_Exercise brief_
Rescale the material beginning with the line that contains "Point out the woman's nose" and going on through the line that contains "[(72, 201)]", giving back only those lines, requests included. In the answers, multiply every coordinate by 0.5 and round to whole numbers, with halves rounding up, but leave the requests and their format samples unchanged.

^^^^^^^^

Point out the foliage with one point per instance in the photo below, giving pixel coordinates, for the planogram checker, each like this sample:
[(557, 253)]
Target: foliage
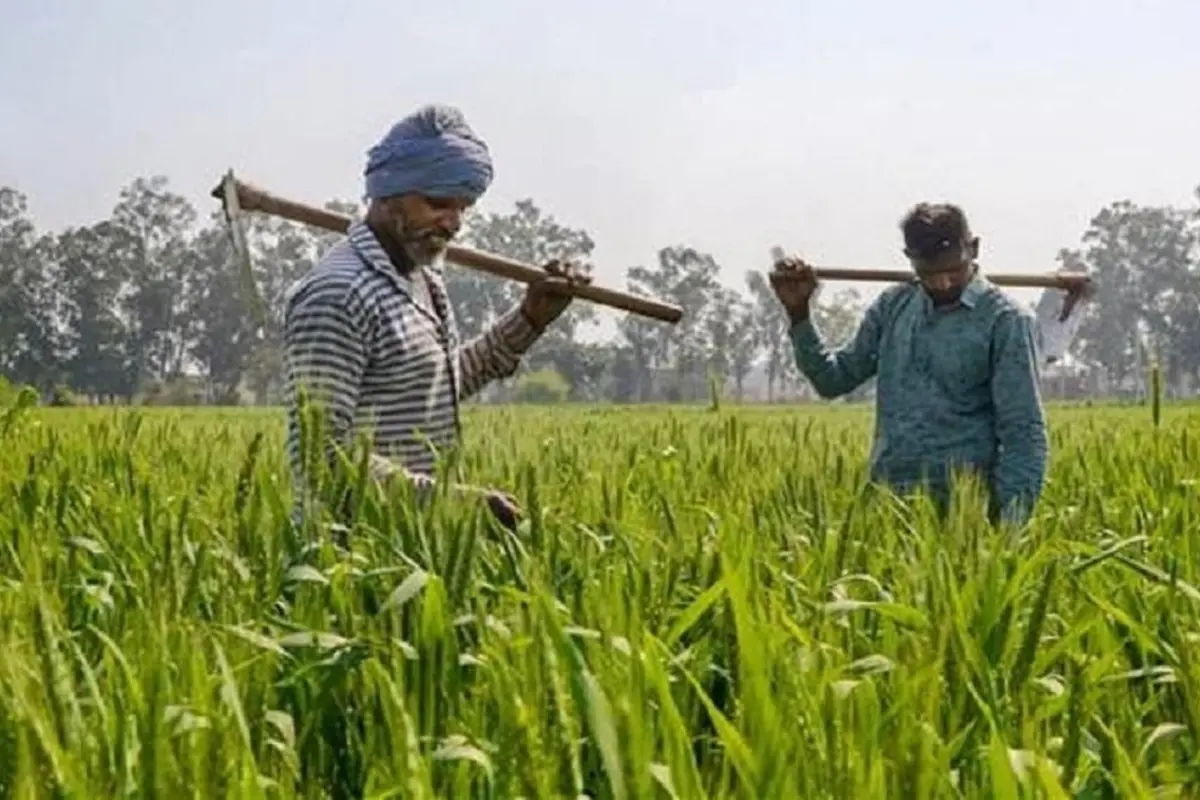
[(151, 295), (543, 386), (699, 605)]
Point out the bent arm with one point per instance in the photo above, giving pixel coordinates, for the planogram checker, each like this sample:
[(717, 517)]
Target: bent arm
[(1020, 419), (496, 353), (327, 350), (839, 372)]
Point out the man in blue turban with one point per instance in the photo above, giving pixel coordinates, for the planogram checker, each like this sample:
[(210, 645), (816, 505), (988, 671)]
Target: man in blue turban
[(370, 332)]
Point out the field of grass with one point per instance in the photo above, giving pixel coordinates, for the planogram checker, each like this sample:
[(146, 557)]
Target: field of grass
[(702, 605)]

^^^^^^^^

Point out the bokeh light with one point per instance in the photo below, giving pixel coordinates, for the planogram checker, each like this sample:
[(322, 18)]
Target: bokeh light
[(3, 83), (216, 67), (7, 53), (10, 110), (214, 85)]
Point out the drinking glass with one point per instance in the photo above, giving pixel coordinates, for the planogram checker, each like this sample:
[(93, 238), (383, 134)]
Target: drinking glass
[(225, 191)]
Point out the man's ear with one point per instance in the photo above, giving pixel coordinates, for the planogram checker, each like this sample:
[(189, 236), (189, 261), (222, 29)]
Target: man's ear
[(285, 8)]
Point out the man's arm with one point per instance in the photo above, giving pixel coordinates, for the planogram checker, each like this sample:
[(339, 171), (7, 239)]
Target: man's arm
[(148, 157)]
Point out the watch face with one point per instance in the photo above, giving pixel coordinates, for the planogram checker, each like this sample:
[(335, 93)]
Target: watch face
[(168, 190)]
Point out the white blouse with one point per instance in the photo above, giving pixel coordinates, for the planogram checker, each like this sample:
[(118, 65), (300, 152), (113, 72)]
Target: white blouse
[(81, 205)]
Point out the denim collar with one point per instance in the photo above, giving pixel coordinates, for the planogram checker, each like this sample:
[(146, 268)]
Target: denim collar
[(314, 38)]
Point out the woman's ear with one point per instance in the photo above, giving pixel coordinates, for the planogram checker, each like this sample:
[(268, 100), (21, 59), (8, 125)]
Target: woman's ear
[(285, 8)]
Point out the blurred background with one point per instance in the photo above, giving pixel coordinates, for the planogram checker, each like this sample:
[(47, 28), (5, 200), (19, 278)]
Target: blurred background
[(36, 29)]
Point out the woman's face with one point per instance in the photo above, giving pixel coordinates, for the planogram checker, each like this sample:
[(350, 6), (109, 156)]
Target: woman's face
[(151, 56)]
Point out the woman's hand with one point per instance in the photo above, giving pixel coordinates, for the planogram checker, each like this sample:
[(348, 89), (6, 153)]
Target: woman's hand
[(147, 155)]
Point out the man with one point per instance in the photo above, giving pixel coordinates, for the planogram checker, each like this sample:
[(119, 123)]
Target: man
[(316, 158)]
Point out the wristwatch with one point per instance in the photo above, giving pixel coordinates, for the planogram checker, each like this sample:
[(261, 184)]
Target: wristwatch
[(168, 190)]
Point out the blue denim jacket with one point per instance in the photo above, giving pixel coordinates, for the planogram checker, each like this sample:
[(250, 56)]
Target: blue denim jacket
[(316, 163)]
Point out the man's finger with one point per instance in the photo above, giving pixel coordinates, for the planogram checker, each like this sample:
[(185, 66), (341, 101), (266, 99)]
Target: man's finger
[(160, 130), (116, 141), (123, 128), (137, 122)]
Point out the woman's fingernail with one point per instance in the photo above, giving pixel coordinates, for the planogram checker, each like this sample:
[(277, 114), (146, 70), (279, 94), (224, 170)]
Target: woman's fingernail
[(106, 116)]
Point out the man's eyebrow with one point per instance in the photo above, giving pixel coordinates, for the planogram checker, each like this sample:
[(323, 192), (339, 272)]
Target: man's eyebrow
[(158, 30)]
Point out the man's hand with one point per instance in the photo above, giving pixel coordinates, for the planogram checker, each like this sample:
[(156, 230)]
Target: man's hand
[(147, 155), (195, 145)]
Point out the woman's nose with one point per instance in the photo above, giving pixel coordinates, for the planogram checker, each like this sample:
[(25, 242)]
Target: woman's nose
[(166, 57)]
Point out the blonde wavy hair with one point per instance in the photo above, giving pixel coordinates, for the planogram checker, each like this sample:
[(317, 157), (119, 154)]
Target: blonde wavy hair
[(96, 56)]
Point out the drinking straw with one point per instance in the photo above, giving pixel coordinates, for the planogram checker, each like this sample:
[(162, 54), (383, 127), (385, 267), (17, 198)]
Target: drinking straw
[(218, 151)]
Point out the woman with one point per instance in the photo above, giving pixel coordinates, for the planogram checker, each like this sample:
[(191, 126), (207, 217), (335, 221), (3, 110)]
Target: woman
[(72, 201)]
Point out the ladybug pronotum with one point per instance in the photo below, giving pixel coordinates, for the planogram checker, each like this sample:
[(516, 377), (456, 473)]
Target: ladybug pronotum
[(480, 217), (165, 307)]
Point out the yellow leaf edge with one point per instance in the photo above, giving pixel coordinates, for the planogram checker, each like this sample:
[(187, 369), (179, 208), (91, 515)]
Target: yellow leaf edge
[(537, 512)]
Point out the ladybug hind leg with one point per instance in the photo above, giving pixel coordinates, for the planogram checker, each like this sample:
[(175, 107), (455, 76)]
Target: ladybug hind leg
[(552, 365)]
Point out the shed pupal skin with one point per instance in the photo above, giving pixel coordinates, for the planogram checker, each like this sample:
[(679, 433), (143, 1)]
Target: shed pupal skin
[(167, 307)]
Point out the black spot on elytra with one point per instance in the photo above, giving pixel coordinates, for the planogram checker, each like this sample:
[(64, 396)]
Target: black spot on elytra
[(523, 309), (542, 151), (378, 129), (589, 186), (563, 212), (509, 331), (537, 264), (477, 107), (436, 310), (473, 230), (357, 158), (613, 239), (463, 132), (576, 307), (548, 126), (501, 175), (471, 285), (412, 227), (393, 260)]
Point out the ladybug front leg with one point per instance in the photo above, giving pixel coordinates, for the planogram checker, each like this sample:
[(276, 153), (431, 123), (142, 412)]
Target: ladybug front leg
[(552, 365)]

^^^^^^^^

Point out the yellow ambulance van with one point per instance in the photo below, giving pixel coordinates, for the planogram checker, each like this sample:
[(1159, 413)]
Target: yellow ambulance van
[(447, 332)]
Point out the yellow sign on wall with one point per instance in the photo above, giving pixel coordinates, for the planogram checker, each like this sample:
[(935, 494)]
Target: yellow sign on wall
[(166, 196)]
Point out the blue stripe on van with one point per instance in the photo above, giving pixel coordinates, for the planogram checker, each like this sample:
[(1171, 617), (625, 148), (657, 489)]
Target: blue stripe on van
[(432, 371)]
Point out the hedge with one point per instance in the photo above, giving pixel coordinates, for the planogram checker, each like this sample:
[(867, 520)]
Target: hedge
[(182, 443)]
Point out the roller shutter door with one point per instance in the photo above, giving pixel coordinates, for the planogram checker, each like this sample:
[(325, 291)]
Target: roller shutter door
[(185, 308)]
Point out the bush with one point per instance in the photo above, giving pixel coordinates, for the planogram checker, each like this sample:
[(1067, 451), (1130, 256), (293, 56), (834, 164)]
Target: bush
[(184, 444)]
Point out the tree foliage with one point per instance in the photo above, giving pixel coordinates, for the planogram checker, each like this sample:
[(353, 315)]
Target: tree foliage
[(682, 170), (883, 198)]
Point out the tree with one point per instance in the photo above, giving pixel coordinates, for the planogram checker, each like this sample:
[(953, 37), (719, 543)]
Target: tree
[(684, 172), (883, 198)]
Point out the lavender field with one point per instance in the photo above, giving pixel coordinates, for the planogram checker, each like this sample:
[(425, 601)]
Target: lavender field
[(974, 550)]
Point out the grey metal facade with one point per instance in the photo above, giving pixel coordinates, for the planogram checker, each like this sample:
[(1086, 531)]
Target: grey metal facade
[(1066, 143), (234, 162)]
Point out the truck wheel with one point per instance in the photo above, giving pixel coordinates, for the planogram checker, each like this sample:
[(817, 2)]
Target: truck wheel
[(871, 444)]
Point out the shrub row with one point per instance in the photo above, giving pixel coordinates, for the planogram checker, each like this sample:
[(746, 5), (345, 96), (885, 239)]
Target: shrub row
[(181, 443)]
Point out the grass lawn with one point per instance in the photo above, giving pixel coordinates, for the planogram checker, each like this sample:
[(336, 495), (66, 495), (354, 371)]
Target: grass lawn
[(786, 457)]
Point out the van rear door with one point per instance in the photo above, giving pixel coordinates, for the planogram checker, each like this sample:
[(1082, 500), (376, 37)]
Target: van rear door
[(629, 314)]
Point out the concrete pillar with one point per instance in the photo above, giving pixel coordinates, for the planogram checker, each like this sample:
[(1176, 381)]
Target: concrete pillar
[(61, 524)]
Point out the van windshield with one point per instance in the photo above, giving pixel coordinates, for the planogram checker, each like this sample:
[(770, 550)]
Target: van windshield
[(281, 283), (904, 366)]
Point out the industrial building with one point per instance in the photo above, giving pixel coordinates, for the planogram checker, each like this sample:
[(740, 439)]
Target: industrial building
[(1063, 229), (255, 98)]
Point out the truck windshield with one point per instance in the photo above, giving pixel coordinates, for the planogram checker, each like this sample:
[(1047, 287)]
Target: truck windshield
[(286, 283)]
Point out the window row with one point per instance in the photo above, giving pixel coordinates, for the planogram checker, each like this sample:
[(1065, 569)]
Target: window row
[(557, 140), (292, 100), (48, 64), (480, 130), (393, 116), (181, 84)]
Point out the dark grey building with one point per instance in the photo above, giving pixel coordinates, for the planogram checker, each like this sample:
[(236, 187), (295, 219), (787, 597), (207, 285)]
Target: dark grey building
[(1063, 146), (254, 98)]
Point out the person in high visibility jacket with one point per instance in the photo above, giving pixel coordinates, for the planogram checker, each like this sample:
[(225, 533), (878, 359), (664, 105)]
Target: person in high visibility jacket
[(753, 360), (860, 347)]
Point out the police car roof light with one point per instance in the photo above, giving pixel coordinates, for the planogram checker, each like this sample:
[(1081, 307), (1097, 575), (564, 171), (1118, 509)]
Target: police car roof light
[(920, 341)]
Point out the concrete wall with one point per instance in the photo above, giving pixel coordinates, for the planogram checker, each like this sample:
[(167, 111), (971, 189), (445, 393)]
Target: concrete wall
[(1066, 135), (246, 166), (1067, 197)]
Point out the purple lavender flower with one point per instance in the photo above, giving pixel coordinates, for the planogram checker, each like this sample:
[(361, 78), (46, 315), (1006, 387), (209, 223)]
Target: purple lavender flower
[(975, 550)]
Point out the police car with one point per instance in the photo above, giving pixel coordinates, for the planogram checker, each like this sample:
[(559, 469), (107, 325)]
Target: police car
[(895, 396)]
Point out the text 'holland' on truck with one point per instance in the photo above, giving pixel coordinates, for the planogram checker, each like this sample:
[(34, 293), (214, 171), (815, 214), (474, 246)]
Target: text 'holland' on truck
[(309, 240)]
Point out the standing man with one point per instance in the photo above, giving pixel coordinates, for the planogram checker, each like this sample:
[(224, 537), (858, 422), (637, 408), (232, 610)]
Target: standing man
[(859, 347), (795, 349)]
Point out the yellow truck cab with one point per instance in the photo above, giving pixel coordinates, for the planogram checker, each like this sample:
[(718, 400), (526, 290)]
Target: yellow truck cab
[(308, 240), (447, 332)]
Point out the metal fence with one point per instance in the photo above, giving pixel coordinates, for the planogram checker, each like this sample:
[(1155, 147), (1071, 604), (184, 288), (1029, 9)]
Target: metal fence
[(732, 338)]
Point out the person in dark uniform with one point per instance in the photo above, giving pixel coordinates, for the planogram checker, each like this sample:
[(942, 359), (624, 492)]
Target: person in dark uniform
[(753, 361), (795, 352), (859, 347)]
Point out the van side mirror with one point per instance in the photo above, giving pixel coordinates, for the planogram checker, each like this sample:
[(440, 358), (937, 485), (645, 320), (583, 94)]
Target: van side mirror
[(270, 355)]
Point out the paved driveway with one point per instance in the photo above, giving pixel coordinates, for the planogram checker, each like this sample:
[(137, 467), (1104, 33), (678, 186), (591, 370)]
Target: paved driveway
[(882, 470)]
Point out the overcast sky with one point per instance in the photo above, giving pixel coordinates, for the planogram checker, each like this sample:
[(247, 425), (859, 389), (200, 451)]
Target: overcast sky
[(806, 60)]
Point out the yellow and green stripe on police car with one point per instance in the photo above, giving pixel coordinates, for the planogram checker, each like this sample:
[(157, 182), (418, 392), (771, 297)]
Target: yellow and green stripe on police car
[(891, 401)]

^^^^^^^^

_Output_
Point out the woman's nose with one point per instance in the photo above, giving pixel coordinates, for the planogram checker, each like this sample:
[(25, 242)]
Target: woman's nose
[(83, 29)]
Point out the blonde wavy hair with one point per instance in the photo above, giving pixel coordinates, for the planogram checker, each like this sample:
[(317, 157), (119, 154)]
Target: blonde wavy hair
[(48, 28)]
Point out the drinking straw with one point per instance in the photo above, giving pixel coordinates, for the planogram checker, each like this sample:
[(162, 54), (383, 127), (385, 267), (17, 198)]
Target: drinking straw
[(109, 76)]
Point out the woman with one point per instance in the photo above, giving pixel coordinates, for the planogram checker, each like this sample:
[(191, 126), (207, 217), (335, 221), (3, 110)]
Target: woman
[(36, 101)]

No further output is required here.